§ **What to produce**: In the entries that follow, find the word "shirt" and report each line it is on.

§ **Collection entries**:
----------------

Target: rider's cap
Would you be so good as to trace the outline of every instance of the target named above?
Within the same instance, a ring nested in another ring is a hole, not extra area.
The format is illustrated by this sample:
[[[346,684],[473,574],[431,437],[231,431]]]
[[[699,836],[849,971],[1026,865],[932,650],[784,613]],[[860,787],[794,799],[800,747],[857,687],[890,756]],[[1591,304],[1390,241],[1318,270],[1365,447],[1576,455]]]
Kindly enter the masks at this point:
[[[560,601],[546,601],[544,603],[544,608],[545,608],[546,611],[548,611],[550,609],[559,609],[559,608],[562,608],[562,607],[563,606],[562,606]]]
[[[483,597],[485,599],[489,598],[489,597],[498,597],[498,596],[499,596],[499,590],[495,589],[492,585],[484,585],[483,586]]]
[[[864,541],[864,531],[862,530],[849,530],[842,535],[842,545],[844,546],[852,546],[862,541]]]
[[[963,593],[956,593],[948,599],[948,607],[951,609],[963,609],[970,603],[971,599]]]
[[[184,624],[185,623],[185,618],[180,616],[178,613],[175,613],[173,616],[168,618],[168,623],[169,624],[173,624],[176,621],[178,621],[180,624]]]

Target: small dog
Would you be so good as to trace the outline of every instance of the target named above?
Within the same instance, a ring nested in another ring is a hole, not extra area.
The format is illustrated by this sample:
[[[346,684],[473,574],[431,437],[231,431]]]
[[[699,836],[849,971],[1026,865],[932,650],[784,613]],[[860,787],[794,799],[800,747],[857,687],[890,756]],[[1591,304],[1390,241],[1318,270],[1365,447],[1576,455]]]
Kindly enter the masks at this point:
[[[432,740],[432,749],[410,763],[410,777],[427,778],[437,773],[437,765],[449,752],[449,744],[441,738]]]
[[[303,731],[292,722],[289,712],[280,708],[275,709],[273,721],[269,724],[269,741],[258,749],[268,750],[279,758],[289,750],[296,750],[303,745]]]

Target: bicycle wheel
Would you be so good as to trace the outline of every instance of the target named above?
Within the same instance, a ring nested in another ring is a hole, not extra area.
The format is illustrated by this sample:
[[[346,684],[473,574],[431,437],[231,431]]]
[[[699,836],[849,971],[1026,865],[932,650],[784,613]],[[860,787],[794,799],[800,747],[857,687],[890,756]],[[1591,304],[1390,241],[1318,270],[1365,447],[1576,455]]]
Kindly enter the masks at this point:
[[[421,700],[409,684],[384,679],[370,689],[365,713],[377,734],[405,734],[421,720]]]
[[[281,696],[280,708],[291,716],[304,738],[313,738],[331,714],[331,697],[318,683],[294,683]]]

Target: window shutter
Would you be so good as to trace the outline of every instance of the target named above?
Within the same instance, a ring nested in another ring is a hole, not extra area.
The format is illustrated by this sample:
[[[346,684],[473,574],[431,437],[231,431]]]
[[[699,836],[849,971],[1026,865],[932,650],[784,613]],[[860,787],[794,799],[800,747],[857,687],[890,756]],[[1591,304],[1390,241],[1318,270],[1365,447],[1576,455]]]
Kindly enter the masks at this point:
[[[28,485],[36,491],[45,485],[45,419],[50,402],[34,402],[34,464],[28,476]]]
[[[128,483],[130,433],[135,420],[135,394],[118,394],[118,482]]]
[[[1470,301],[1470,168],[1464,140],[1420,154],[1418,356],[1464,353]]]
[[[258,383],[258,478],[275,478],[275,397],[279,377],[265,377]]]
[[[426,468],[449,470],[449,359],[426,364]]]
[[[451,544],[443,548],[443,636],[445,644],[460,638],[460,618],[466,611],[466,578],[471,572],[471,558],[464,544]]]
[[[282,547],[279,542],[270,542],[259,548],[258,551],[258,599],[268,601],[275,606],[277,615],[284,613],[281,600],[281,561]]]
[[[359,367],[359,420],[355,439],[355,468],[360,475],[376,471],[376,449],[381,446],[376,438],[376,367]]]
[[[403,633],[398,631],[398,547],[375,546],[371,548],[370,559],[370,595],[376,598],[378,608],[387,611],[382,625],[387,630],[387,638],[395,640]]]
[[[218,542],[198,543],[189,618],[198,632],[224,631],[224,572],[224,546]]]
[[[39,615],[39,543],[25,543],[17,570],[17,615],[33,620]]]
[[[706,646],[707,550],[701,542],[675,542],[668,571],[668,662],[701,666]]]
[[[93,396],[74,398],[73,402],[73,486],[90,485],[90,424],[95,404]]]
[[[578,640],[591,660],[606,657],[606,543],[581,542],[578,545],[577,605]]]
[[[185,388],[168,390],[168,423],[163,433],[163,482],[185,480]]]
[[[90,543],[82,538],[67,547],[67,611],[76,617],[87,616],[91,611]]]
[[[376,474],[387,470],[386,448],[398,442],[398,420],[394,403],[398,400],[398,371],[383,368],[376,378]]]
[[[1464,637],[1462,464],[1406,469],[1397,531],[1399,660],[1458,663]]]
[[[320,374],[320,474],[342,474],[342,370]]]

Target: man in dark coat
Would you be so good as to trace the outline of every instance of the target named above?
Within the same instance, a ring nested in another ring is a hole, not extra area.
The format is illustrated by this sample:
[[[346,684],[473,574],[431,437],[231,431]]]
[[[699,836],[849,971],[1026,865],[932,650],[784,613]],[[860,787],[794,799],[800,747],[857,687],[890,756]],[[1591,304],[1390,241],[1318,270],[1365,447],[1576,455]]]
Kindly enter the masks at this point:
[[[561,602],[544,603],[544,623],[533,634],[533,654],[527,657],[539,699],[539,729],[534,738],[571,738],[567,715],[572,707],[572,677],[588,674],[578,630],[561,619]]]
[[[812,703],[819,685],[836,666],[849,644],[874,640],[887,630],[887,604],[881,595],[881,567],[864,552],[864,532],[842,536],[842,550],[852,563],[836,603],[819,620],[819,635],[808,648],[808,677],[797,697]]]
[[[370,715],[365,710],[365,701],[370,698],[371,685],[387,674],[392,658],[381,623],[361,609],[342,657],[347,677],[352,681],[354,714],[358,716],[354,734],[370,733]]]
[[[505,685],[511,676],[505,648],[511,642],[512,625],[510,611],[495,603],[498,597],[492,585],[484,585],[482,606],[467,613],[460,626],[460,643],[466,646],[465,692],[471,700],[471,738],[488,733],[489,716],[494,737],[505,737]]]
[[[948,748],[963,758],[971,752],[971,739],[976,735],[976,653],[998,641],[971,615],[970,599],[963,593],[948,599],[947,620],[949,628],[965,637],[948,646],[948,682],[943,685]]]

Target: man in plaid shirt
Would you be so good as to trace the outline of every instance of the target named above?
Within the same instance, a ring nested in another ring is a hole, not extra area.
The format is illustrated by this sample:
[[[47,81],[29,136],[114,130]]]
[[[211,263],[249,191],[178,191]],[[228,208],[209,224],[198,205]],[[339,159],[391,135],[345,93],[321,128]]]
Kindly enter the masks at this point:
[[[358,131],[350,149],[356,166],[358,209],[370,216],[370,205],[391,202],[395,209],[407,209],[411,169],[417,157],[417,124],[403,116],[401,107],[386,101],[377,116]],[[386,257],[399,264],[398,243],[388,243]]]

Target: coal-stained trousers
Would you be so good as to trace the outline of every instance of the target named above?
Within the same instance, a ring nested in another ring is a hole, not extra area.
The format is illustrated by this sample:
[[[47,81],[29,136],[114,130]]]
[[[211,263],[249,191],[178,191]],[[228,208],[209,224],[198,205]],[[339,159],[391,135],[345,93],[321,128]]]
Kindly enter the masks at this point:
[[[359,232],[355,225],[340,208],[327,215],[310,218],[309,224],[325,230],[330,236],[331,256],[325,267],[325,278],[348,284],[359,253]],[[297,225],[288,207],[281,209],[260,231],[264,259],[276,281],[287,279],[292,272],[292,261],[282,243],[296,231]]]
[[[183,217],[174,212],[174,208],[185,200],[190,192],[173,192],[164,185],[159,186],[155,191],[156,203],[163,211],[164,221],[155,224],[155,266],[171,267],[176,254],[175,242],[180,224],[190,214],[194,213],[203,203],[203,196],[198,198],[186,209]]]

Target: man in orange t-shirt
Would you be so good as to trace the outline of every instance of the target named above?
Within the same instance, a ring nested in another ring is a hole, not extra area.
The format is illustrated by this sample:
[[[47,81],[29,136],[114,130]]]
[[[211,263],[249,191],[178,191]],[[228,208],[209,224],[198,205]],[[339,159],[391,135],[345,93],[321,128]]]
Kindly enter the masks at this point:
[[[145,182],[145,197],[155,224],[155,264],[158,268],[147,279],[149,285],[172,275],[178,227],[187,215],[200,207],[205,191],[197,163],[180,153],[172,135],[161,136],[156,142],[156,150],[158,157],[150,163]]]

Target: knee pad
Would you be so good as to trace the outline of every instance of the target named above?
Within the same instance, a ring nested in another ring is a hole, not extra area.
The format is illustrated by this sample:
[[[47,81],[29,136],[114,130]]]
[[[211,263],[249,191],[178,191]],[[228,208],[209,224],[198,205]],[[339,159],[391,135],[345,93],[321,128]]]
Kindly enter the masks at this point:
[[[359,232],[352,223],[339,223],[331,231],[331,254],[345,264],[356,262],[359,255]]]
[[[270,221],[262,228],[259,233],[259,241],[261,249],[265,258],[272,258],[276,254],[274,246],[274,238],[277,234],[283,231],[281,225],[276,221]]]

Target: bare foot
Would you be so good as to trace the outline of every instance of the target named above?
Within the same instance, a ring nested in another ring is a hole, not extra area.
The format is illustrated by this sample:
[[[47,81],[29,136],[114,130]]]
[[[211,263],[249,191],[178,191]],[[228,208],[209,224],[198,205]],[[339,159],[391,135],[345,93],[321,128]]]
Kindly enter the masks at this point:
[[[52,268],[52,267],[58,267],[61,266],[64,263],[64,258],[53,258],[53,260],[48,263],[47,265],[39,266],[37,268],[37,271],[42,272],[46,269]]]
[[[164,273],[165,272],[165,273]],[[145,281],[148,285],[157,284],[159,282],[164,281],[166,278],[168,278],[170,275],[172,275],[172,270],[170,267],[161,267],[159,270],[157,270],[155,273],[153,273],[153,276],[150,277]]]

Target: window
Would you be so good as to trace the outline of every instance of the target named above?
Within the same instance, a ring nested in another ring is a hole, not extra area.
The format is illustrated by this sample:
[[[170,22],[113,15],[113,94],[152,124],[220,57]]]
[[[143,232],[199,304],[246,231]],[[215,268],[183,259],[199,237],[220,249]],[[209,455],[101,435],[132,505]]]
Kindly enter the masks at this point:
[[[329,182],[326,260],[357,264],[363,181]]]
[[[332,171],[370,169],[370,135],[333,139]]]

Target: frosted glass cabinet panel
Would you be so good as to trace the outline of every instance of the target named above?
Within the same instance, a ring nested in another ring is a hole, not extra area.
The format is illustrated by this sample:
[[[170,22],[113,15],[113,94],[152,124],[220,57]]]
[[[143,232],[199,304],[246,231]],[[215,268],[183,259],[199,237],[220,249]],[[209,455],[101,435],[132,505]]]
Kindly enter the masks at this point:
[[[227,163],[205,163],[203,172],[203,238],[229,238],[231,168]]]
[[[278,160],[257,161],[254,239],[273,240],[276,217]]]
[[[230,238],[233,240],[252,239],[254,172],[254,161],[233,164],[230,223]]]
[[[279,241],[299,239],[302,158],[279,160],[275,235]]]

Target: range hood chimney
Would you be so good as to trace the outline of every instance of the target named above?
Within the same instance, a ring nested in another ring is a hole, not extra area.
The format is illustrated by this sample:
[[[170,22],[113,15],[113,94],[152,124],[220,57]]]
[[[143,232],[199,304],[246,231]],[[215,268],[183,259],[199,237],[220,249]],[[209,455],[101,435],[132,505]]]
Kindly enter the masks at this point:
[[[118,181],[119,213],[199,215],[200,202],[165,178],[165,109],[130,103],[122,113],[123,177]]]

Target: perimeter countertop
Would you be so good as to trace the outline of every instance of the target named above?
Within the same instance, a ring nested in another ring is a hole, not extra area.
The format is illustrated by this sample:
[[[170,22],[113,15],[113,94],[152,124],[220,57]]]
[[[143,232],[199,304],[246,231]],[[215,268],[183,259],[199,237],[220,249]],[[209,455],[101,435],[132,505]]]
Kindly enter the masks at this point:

----------------

§ **Task result**:
Target: man in plaid shirt
Target: man in orange t-shirt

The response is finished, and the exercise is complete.